* [EXERCISE] Print every line of the data below without changing anything.
::: MATERIAL PROVIDED
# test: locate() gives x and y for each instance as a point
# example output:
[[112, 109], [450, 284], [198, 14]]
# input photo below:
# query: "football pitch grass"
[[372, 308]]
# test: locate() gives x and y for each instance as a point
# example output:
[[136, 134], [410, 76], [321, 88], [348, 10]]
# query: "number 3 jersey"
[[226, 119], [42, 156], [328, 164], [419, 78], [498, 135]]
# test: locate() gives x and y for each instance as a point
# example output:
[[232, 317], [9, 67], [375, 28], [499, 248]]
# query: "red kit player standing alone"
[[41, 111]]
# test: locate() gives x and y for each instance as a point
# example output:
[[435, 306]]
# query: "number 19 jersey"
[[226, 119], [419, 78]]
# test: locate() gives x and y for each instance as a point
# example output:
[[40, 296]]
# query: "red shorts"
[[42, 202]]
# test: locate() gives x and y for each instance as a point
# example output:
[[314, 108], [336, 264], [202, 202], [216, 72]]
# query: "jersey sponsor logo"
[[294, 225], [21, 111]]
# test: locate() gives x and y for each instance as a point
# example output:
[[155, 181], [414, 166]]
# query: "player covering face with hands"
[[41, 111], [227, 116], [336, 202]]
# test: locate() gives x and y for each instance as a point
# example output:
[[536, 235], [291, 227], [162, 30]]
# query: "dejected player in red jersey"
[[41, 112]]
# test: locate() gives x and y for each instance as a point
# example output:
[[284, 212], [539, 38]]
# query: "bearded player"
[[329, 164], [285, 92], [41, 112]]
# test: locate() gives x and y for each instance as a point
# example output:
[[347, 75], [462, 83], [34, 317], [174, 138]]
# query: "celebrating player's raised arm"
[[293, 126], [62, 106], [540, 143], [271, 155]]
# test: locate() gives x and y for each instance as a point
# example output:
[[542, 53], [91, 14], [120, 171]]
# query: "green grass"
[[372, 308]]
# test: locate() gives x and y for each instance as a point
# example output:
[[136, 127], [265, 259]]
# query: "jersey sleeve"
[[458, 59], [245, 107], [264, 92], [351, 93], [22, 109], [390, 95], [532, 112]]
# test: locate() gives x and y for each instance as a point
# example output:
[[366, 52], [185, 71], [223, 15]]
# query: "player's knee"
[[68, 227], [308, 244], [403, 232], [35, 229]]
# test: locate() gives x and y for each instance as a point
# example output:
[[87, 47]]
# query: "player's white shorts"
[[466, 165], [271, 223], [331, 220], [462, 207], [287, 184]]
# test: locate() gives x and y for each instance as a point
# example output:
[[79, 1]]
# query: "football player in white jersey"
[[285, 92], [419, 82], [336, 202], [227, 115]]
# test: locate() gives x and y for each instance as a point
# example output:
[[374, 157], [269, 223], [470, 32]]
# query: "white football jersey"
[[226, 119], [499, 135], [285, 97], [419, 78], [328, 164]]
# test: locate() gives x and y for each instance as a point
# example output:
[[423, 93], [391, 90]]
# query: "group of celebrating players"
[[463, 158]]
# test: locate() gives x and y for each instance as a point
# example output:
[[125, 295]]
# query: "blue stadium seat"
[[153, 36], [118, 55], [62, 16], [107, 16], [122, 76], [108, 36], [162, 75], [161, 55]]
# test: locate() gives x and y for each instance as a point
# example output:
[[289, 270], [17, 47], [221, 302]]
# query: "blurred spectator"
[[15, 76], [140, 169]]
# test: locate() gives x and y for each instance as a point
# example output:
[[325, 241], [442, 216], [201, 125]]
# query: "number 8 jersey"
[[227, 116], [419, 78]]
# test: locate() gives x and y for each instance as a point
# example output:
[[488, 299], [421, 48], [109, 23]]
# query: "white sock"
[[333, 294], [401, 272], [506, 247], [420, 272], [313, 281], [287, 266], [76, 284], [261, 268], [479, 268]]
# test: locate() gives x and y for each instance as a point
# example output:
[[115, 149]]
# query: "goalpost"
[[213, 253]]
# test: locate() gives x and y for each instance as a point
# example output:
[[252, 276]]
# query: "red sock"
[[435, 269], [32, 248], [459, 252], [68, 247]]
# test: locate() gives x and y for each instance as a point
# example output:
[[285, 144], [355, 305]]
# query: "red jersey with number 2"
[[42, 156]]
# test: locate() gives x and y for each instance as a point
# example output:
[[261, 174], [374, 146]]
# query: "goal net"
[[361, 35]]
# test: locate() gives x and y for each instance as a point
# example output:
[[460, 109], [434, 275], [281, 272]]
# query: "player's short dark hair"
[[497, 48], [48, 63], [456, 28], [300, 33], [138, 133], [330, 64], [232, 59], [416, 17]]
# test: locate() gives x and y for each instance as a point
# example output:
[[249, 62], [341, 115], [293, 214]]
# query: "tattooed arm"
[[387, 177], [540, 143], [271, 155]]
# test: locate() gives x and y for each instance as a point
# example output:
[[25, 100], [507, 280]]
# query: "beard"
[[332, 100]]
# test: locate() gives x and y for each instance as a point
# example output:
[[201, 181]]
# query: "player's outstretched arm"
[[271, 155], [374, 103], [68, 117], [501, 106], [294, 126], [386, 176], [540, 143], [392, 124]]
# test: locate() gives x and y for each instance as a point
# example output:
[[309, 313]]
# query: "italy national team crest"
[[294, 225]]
::::::
* [SOLUTION TO THIS TASK]
# test: locate() gives x and y for each instance as a point
# example output:
[[112, 109], [450, 284], [198, 14]]
# input photo below:
# query: "football pitch grass"
[[372, 308]]
# test: locate() gives x and y for each instance as a point
# example output:
[[136, 134], [410, 76], [321, 88], [348, 10]]
# query: "number 3 jersey"
[[226, 119], [42, 156], [328, 164], [419, 78], [498, 135]]
# test: locate() gives x and y for each instance as a point
# example output:
[[232, 317], [9, 67], [375, 28], [499, 248]]
# query: "red kit player standing alone"
[[41, 111]]
# test: locate() gives x and y for each instance as a point
# example output:
[[435, 306]]
# query: "number 19 jersey"
[[226, 119], [419, 78]]
# test: locate() gives x and y for each instance as a point
# example output:
[[40, 296]]
# query: "red shorts"
[[42, 202]]
# test: locate() gives x and y for each instance as a point
# example output:
[[314, 108], [336, 264], [202, 202], [216, 72]]
# query: "jersey sponsor logo"
[[294, 225], [21, 111]]
# test: locate() gives x and y for each instance as a point
# example output:
[[155, 181], [414, 166]]
# query: "player covering face with hands"
[[41, 111], [227, 116], [336, 202]]
# test: locate() gives x and y for each instance as a point
# example output:
[[536, 235], [291, 227], [162, 30]]
# query: "dejected player in red jersey"
[[41, 112]]
# test: locate() gives x and y for each instance as a point
# example output:
[[284, 212], [539, 38]]
# query: "bearded player"
[[329, 164], [285, 92], [41, 112]]
# test: locate() gives x and y for each instance as a point
# example output:
[[347, 75], [462, 83], [34, 317], [174, 138]]
# query: "celebrating player's raised arm"
[[293, 126], [62, 106], [540, 143], [271, 155]]
# test: locate() gives x and y for each instance as a point
# example output:
[[542, 53], [91, 14], [120, 171]]
# query: "green grass"
[[372, 308]]
# test: locate() gives x and y for each instance as a point
# example output:
[[136, 127], [265, 259]]
# query: "jersey sleeve"
[[458, 59], [245, 107], [264, 92], [351, 93], [22, 109], [390, 95], [532, 112]]
# test: locate() gives x and y for each instance as a point
# example output:
[[366, 52], [185, 71], [223, 15]]
# query: "player's knee"
[[68, 227], [308, 244], [403, 232], [35, 229]]
# test: locate() gives x and y for each instance as a point
# example output:
[[87, 47]]
# query: "player's white shorts"
[[466, 165], [271, 223], [331, 220], [462, 207], [287, 184]]
# test: locate() gives x and y for each instance as a point
# example output:
[[79, 1]]
# query: "football player in white jersey"
[[285, 92], [419, 82], [336, 202], [227, 115]]
# test: locate() gives x and y for each instance as a point
# example output:
[[374, 157], [269, 223], [470, 32]]
# query: "white football jersey"
[[226, 119], [499, 135], [285, 97], [419, 78], [328, 164]]
# test: locate() gives x and y for each instance as a point
# example output:
[[423, 93], [391, 90]]
# query: "group of celebrating players"
[[463, 158]]
# test: locate() gives x and y for each instance as a point
# example output:
[[125, 295]]
# query: "blue stadium seat"
[[153, 36], [118, 55], [62, 16], [107, 16], [122, 76], [108, 36], [162, 75], [161, 55]]
# test: locate() gives x and y for each instance as a point
# example output:
[[289, 270], [17, 47], [221, 302]]
# query: "blurred spectator"
[[15, 76], [140, 169]]
# test: locate() gives x and y for each instance as a point
# example output:
[[325, 241], [442, 216], [201, 125]]
# query: "number 8 jersey"
[[227, 116], [419, 78]]
# test: locate() gives x and y for each instance as a point
# example output:
[[488, 299], [421, 48], [109, 23]]
# query: "white sock"
[[333, 294], [401, 272], [506, 247], [420, 272], [313, 281], [287, 266], [76, 284], [261, 268], [479, 268]]
# test: locate() gives x and y for each instance as a point
# example output:
[[115, 149]]
# query: "goalpost"
[[213, 253]]
# test: locate() gives x and y for each instance as a point
# example output:
[[252, 276]]
# query: "red sock"
[[435, 269], [32, 248], [459, 252], [68, 247]]
# test: locate() gives x and y for each instance as a point
# example output:
[[285, 144], [355, 305]]
# query: "red jersey with number 2"
[[42, 156]]
# test: locate() gives x and y for each instance as a point
# example output:
[[261, 174], [374, 146]]
# query: "goal net"
[[361, 35]]
# test: locate() gives x and y for each instance as a point
# example output:
[[460, 109], [434, 275], [281, 272]]
# query: "player's short dark hair"
[[497, 48], [48, 63], [456, 28], [300, 33], [138, 133], [330, 64], [232, 59], [416, 17]]
# test: locate() gives x and y for each instance as a point
# example output:
[[249, 62], [341, 115], [293, 214]]
# query: "tattooed arm"
[[387, 177], [540, 143], [271, 155]]
# test: locate() gives x and y for each instance as a point
# example output:
[[25, 100], [507, 280]]
# query: "beard"
[[332, 100]]
# test: locate() gives x and y for each instance as a point
# example output:
[[201, 181]]
# query: "player's outstretched arm"
[[271, 155], [374, 103], [68, 117], [501, 106], [294, 126], [386, 176], [540, 143], [392, 124]]
# test: locate() gives x and y for each instance as a point
# example output:
[[309, 313]]
# query: "italy national team crest"
[[294, 225]]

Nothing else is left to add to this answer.